#### Reading passage:
__________

Zoom in font  Zoom out font Published: 2014-05-26  Views: 0
Core Tip: The International Peanut Genome Initiative (IPGI), a multinational group of crop geneticists working in cooperation for several years, has successfully sequenced the genome of the peanut.
The International Peanut Genome Initiative (IPGI), a multinational group of crop geneticists working in cooperation for several years, has successfully sequenced the genome of the peanut. The new peanut genome sequence will be available to researchers and plant breeders across the globe to aid in the breeding of more productive, sustainable and more resilient peanut varieties.

This breakthrough will allow more rapid development of peanuts with traits that match changing consumer demands, offering the promise of new varieties - through natural plant breeding - in five years instead of the current 10 to 15 years.

Furthermore, many of the healthy traits of peanuts can be improved to increase them as needed; more and better protein, oil chemistry that matches olive oil, higher levels of antioxidants, higher levels of certain vitamins, and changes in the shape and sizes of the peanut itself, according to the IPGI.

__________

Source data
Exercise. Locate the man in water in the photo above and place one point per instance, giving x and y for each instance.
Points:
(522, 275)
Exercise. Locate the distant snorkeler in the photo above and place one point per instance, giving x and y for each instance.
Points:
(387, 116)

__________

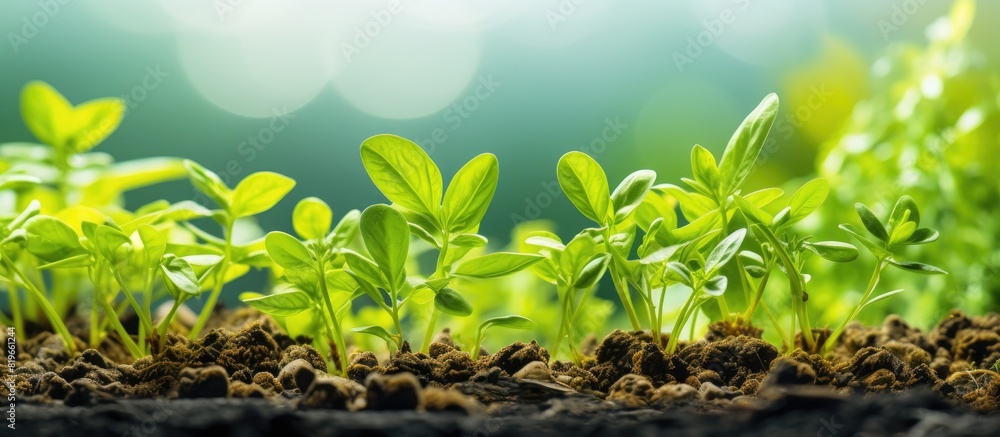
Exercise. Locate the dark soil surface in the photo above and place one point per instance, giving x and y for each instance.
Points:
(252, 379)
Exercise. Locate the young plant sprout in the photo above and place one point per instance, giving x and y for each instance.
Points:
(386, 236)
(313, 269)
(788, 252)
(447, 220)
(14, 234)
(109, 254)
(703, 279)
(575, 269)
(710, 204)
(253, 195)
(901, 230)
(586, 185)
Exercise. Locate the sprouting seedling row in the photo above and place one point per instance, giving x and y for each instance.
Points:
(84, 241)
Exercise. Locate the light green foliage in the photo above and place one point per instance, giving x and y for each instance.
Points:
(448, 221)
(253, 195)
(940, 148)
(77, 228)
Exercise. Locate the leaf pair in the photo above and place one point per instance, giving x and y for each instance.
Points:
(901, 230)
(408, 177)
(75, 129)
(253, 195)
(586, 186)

__________

#### Exercises:
1) Answer from the peanut genome article:
(a) What kind of group is the International Peanut Genome Initiative?
(b) How many years does developing new peanut varieties currently take?
(c) Which oil does the improved oil chemistry match?
2) Print the portion of the peanut genome article between "Zoom in font  Zoom" and "resilient peanut varieties.", inclusive.
3) The last sentence of the peanut genome article names the healthy traits of peanuts that can be improved. List each one.
Rely only on the peanut genome article for your answers.

#### Answers to the exercise:
1)
(a) A multinational group of crop geneticists
(b) 10 to 15 years
(c) Olive oil

2)
Zoom in font  Zoom out font Published: 2014-05-26  Views: 0
Core Tip: The International Peanut Genome Initiative (IPGI), a multinational group of crop geneticists working in cooperation for several years, has successfully sequenced the genome of the peanut.
The International Peanut Genome Initiative (IPGI), a multinational group of crop geneticists working in cooperation for several years, has successfully sequenced the genome of the peanut. The new peanut genome sequence will be available to researchers and plant breeders across the globe to aid in the breeding of more productive, sustainable and more resilient peanut varieties.

3)
- More and better protein
- Oil chemistry that matches olive oil
- Higher levels of antioxidants
- Higher levels of certain vitamins
- Changes in the shape and sizes of the peanut itself